> **The problem**
Starting with the line that contains "Task: the pointer indicates each instance of the light" and running through the end of the records, reproduce those lines with every "light wood floor" switched to "dark tile floor" and nothing else changed.

> **Records for this exercise**
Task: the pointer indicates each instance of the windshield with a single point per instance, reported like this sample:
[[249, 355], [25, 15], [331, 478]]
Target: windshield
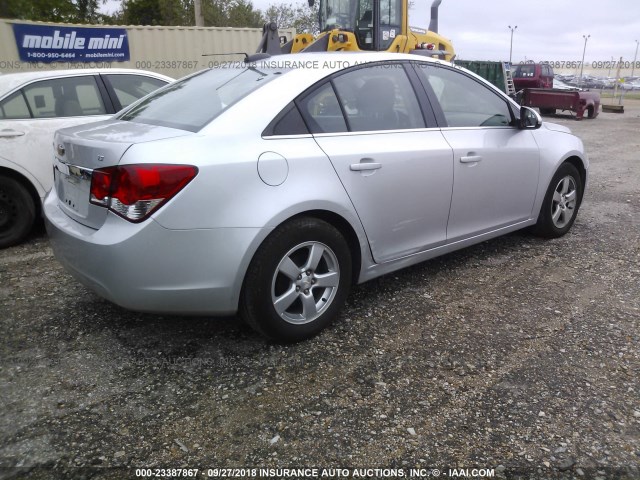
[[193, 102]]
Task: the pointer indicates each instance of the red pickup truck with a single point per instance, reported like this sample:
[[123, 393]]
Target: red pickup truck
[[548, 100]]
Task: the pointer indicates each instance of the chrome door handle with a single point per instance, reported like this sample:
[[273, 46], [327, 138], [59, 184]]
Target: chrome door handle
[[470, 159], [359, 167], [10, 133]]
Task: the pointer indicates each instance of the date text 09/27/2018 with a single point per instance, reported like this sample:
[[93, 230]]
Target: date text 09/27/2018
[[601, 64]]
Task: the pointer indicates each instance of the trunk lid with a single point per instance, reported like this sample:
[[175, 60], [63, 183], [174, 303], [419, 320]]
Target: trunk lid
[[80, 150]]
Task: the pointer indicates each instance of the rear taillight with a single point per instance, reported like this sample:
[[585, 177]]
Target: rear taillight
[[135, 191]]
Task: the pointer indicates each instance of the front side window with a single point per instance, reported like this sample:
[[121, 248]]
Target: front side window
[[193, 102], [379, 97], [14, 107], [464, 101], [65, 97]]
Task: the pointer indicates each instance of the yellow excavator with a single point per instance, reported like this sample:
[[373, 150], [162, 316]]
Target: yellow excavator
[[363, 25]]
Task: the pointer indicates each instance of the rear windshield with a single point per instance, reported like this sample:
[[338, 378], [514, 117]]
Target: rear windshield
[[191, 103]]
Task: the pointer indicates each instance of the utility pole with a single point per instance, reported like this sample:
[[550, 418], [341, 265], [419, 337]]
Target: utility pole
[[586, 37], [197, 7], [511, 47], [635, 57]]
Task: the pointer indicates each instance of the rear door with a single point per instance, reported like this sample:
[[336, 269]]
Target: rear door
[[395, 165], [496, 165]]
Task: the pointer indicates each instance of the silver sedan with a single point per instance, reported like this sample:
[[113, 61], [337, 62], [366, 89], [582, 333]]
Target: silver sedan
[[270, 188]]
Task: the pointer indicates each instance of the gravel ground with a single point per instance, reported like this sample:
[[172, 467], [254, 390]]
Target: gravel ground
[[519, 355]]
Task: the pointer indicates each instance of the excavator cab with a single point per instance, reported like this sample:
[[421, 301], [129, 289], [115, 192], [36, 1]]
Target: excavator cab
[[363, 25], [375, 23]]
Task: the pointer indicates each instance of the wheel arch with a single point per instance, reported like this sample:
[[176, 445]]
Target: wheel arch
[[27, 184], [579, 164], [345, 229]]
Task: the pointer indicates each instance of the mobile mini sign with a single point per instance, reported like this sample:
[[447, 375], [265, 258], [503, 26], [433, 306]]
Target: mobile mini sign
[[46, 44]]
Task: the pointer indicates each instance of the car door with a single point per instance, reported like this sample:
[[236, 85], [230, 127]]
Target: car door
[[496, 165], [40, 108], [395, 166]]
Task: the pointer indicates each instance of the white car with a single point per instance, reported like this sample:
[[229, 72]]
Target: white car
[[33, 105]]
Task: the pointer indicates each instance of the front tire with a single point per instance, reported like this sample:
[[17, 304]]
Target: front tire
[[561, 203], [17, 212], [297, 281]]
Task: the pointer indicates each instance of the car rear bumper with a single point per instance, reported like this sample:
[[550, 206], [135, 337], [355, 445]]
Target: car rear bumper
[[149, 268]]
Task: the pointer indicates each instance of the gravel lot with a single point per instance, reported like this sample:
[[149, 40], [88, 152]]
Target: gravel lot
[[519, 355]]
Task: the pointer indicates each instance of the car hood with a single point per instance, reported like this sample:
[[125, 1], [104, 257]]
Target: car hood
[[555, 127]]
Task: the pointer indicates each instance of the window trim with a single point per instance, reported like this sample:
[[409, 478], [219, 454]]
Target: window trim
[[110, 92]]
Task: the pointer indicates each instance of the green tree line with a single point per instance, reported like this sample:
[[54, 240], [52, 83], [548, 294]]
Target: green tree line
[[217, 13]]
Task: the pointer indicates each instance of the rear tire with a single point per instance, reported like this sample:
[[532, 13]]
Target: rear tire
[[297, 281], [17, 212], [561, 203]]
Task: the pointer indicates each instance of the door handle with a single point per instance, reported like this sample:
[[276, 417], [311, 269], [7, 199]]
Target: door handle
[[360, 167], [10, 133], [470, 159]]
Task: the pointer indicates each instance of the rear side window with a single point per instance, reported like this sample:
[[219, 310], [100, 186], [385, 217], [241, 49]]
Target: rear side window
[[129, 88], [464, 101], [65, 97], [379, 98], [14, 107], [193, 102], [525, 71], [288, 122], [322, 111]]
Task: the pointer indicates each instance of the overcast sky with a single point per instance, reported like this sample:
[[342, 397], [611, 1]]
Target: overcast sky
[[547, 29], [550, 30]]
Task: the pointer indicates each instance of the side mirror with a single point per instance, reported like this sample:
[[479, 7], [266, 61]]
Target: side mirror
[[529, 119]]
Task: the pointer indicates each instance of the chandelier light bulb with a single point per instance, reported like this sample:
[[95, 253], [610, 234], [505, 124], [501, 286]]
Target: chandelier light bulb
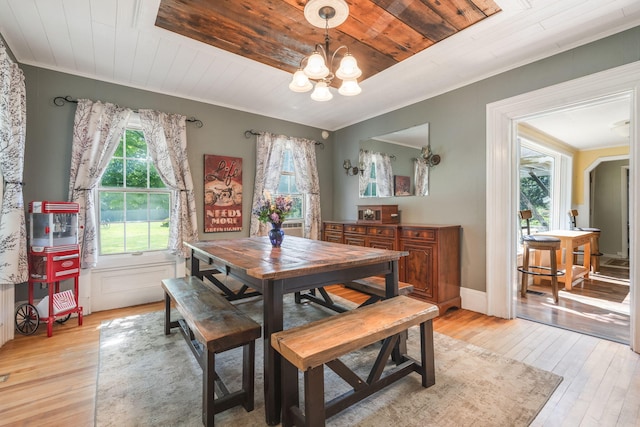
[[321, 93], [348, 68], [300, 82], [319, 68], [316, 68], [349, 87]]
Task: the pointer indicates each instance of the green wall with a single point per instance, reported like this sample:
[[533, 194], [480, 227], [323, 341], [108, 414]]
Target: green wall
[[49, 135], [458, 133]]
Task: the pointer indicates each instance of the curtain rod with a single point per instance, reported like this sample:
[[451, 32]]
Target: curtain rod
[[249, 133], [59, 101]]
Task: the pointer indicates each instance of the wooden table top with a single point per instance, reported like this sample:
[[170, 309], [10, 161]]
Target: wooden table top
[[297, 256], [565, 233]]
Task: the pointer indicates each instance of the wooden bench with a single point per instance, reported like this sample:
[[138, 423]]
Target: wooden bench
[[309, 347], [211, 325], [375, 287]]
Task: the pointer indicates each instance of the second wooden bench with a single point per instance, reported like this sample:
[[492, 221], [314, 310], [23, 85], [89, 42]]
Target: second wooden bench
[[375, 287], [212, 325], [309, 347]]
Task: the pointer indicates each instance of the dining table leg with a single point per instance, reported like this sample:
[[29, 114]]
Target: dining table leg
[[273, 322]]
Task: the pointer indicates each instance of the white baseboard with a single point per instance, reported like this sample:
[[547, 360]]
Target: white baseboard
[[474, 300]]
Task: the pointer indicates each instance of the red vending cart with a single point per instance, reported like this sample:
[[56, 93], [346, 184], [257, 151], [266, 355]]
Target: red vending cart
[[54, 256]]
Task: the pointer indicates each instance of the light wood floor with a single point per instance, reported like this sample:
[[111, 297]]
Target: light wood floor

> **Response for this exercise**
Task: the pointer indicates each instance of the dark tile floor with a single point per instance, reported like this sample:
[[111, 297]]
Target: dark tile floor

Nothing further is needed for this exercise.